Instructions to follow:
Keep every line in which "burner" occurs and drop the rest of the data.

Data records:
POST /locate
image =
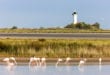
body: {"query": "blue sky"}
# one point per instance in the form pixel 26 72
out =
pixel 53 13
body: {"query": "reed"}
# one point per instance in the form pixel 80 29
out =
pixel 55 47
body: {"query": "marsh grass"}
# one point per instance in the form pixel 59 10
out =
pixel 55 47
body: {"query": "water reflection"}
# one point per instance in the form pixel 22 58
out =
pixel 59 70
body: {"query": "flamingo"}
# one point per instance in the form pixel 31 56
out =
pixel 67 60
pixel 34 61
pixel 58 61
pixel 43 61
pixel 11 62
pixel 82 62
pixel 100 61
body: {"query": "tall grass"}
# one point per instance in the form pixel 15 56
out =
pixel 55 47
pixel 51 30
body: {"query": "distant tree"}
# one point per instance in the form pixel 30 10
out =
pixel 83 25
pixel 14 27
pixel 69 26
pixel 96 25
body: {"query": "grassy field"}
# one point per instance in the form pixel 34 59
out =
pixel 51 30
pixel 53 48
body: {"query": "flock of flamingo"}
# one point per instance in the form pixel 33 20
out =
pixel 11 62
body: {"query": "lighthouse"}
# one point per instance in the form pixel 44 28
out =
pixel 75 17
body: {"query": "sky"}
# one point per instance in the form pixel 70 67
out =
pixel 53 13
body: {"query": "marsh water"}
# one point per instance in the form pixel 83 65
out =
pixel 56 70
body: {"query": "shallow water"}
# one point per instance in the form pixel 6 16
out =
pixel 53 70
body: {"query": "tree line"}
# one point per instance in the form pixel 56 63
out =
pixel 83 25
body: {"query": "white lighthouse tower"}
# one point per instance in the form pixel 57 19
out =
pixel 75 17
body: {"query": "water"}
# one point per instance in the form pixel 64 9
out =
pixel 53 70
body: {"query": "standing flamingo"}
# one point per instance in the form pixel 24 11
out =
pixel 58 61
pixel 34 61
pixel 100 61
pixel 11 62
pixel 82 62
pixel 67 60
pixel 43 61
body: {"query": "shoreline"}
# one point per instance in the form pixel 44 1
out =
pixel 73 61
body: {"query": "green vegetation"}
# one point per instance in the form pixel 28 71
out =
pixel 54 47
pixel 53 30
pixel 83 25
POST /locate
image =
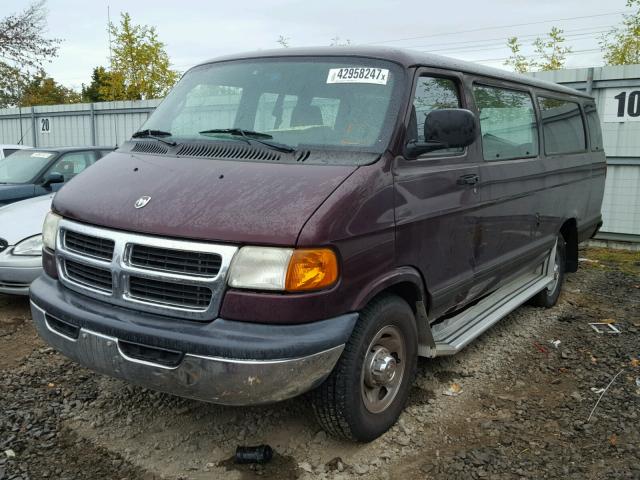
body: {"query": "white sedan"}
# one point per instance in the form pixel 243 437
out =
pixel 21 243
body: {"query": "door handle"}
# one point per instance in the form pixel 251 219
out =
pixel 470 179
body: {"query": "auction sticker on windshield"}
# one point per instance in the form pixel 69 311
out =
pixel 358 75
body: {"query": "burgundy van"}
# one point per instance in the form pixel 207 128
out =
pixel 316 219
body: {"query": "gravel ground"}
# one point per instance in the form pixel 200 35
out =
pixel 519 406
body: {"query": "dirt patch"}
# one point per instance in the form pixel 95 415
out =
pixel 17 335
pixel 521 411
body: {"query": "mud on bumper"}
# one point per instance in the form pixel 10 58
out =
pixel 232 363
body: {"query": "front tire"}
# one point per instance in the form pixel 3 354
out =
pixel 548 297
pixel 366 392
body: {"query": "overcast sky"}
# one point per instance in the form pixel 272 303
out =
pixel 196 30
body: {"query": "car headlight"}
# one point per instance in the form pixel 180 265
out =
pixel 31 246
pixel 50 230
pixel 283 269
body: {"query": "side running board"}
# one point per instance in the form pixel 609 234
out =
pixel 453 334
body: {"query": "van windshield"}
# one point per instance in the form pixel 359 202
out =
pixel 328 102
pixel 23 166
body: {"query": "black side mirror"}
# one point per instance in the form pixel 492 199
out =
pixel 51 178
pixel 445 128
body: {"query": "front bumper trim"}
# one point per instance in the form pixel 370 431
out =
pixel 213 379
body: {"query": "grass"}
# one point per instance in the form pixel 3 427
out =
pixel 613 259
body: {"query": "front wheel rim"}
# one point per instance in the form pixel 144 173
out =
pixel 383 369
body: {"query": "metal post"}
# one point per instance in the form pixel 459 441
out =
pixel 93 124
pixel 20 120
pixel 34 128
pixel 590 81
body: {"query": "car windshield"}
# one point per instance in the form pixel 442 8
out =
pixel 315 103
pixel 23 165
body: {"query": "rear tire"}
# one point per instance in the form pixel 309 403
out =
pixel 366 392
pixel 548 297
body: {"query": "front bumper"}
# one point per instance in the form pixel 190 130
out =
pixel 226 362
pixel 17 272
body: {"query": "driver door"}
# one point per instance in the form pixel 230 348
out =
pixel 436 199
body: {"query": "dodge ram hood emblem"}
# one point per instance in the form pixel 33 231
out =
pixel 142 202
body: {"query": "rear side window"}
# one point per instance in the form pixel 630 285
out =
pixel 507 123
pixel 562 126
pixel 593 123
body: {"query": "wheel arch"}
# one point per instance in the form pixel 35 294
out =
pixel 407 283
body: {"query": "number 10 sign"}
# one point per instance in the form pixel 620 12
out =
pixel 622 105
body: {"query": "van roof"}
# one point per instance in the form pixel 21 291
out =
pixel 406 58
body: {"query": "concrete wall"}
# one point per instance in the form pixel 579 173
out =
pixel 111 123
pixel 104 124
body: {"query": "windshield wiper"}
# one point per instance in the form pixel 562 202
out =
pixel 155 135
pixel 251 136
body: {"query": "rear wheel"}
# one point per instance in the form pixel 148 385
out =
pixel 367 390
pixel 549 296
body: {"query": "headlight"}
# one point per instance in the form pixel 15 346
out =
pixel 31 246
pixel 50 230
pixel 283 269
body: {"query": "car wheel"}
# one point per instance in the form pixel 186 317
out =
pixel 369 386
pixel 548 297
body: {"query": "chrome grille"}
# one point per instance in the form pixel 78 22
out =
pixel 179 261
pixel 89 245
pixel 177 278
pixel 90 276
pixel 192 296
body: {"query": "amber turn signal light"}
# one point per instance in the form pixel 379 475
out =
pixel 311 269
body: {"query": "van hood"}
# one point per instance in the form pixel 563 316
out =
pixel 200 198
pixel 23 219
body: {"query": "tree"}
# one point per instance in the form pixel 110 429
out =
pixel 100 78
pixel 44 90
pixel 139 67
pixel 552 51
pixel 621 45
pixel 23 50
pixel 517 60
pixel 549 53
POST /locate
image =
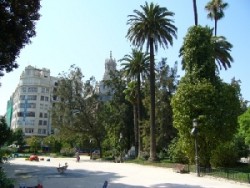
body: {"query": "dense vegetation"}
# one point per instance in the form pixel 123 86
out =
pixel 150 108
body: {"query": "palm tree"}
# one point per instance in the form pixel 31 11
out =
pixel 222 50
pixel 195 12
pixel 152 26
pixel 136 66
pixel 215 9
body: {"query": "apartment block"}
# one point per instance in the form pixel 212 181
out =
pixel 29 106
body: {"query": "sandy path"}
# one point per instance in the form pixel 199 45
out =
pixel 92 174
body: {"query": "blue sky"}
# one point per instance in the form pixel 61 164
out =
pixel 84 32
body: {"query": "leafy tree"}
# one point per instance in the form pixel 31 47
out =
pixel 166 84
pixel 195 12
pixel 5 131
pixel 136 67
pixel 153 26
pixel 215 10
pixel 53 142
pixel 201 94
pixel 244 130
pixel 118 114
pixel 78 108
pixel 35 143
pixel 130 96
pixel 17 26
pixel 17 137
pixel 197 52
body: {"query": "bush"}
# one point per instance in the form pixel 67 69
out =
pixel 68 152
pixel 225 155
pixel 176 153
pixel 4 181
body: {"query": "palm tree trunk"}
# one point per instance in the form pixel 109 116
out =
pixel 195 12
pixel 139 113
pixel 152 103
pixel 215 27
pixel 135 129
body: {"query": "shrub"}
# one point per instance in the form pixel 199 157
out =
pixel 68 152
pixel 225 155
pixel 4 181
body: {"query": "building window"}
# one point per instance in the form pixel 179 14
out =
pixel 41 106
pixel 40 122
pixel 20 114
pixel 32 89
pixel 42 98
pixel 30 114
pixel 31 97
pixel 29 130
pixel 22 97
pixel 41 131
pixel 24 89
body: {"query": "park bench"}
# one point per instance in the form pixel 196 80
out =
pixel 62 169
pixel 179 168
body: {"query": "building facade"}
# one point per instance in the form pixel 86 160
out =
pixel 29 106
pixel 105 92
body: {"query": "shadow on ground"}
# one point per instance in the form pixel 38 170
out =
pixel 31 175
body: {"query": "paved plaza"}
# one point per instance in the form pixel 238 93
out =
pixel 93 174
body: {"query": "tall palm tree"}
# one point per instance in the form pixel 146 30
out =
pixel 154 27
pixel 215 11
pixel 195 12
pixel 136 65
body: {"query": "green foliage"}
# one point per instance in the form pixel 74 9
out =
pixel 202 95
pixel 68 152
pixel 118 114
pixel 35 143
pixel 176 152
pixel 17 138
pixel 79 110
pixel 197 52
pixel 166 85
pixel 53 143
pixel 5 182
pixel 225 155
pixel 154 27
pixel 200 101
pixel 244 129
pixel 5 131
pixel 17 26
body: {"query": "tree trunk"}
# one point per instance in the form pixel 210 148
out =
pixel 139 113
pixel 195 12
pixel 215 27
pixel 152 103
pixel 135 129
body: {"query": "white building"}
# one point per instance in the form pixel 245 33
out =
pixel 31 102
pixel 104 91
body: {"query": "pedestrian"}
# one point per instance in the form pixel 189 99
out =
pixel 77 156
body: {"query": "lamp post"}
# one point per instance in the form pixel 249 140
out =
pixel 194 132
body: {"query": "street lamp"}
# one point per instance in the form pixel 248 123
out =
pixel 194 132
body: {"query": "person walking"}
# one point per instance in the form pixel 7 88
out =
pixel 77 156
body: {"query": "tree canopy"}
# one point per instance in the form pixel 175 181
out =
pixel 17 26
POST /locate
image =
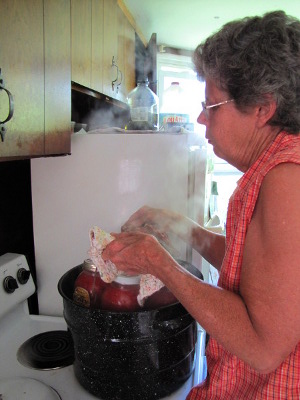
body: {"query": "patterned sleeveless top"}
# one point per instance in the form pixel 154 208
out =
pixel 229 377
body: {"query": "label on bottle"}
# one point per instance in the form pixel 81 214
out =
pixel 81 296
pixel 139 113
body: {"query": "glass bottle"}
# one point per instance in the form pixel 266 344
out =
pixel 143 104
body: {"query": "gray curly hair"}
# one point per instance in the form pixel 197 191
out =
pixel 253 58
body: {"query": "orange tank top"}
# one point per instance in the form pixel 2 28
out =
pixel 229 377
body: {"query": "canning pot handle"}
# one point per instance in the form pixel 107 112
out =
pixel 10 108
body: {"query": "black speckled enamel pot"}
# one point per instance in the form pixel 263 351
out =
pixel 143 355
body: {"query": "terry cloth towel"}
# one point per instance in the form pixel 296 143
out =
pixel 99 239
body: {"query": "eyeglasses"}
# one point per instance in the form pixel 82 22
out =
pixel 206 108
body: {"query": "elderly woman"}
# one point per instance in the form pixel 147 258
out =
pixel 252 116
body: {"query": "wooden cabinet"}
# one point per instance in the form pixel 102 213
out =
pixel 103 47
pixel 126 55
pixel 35 66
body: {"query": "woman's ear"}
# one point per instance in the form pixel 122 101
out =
pixel 266 111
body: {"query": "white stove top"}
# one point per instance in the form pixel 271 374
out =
pixel 16 326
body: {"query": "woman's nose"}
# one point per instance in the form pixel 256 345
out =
pixel 202 118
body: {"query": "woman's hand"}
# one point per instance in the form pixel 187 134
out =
pixel 136 253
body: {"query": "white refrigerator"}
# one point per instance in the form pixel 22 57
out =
pixel 108 176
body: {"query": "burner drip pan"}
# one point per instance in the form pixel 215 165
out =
pixel 47 350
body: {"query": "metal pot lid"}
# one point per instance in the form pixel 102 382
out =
pixel 26 389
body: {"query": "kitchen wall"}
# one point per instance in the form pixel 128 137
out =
pixel 16 231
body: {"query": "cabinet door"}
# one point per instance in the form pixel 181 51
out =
pixel 110 48
pixel 129 58
pixel 35 64
pixel 97 45
pixel 57 76
pixel 81 33
pixel 22 67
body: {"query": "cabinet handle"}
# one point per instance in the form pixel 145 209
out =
pixel 10 108
pixel 113 64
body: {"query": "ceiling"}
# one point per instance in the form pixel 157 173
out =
pixel 183 24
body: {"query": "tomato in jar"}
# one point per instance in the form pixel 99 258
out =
pixel 89 286
pixel 121 294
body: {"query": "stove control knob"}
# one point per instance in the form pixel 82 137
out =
pixel 23 275
pixel 10 284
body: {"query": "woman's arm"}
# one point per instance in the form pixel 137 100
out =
pixel 261 323
pixel 161 222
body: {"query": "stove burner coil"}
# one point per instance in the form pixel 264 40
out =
pixel 47 351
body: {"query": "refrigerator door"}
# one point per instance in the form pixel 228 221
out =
pixel 105 180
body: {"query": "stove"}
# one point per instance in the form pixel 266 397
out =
pixel 36 351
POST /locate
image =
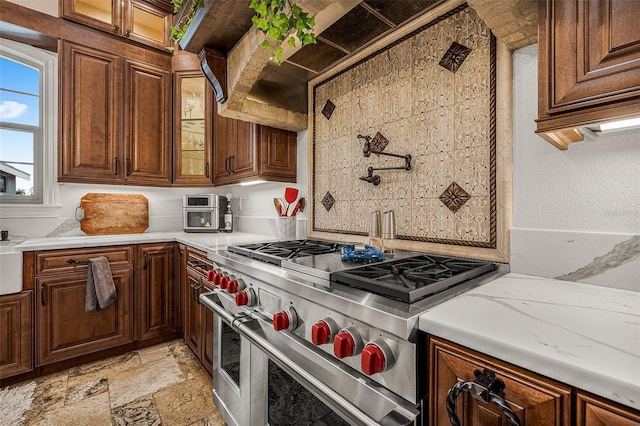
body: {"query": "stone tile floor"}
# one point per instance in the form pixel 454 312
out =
pixel 160 385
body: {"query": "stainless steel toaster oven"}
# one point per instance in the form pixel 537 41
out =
pixel 203 212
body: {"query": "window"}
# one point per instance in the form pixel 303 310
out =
pixel 28 97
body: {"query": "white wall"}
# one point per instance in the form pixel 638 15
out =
pixel 572 209
pixel 593 186
pixel 257 215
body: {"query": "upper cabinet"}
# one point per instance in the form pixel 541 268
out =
pixel 192 120
pixel 246 151
pixel 235 150
pixel 115 119
pixel 589 66
pixel 147 22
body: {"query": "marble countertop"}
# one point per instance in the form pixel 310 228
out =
pixel 201 241
pixel 583 335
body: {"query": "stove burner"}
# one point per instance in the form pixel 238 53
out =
pixel 275 252
pixel 413 278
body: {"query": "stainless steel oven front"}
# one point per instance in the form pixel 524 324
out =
pixel 264 377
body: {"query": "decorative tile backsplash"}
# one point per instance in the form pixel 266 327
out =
pixel 431 95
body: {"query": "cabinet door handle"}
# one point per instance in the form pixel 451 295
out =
pixel 230 163
pixel 485 388
pixel 196 287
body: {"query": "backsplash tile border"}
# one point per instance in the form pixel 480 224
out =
pixel 404 233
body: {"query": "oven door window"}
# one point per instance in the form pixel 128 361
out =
pixel 199 219
pixel 230 353
pixel 290 403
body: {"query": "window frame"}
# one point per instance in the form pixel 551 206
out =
pixel 46 199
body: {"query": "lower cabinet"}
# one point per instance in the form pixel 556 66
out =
pixel 156 290
pixel 198 320
pixel 16 333
pixel 594 411
pixel 65 330
pixel 536 400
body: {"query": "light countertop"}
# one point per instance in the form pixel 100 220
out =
pixel 583 335
pixel 201 241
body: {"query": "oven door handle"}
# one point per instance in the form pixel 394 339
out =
pixel 208 299
pixel 399 416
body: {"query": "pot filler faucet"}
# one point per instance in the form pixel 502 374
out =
pixel 367 151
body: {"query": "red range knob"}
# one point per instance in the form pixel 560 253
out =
pixel 320 333
pixel 217 278
pixel 224 282
pixel 232 287
pixel 343 344
pixel 246 298
pixel 242 298
pixel 373 359
pixel 280 321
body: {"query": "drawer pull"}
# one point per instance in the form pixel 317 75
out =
pixel 485 388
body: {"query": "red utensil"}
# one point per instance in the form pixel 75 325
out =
pixel 290 195
pixel 298 207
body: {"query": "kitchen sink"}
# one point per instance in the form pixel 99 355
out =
pixel 11 269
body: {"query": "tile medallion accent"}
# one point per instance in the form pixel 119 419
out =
pixel 328 109
pixel 328 201
pixel 454 197
pixel 454 57
pixel 379 142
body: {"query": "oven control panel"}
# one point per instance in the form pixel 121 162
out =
pixel 371 351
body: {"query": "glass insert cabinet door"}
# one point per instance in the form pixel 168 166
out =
pixel 193 134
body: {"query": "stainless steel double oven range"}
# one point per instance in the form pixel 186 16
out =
pixel 304 338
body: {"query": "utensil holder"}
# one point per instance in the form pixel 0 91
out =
pixel 286 228
pixel 388 232
pixel 375 238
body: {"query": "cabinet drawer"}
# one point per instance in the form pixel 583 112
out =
pixel 61 261
pixel 595 411
pixel 198 262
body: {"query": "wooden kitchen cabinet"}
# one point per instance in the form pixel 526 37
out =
pixel 145 21
pixel 594 411
pixel 156 290
pixel 63 329
pixel 198 320
pixel 278 153
pixel 235 152
pixel 536 400
pixel 588 66
pixel 246 151
pixel 16 333
pixel 193 119
pixel 115 119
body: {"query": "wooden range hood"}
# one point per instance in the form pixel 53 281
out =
pixel 251 88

Result:
body: {"query": "burner drip pan"}
body: {"query": "stove burner coil"}
body: {"query": "stove burner"}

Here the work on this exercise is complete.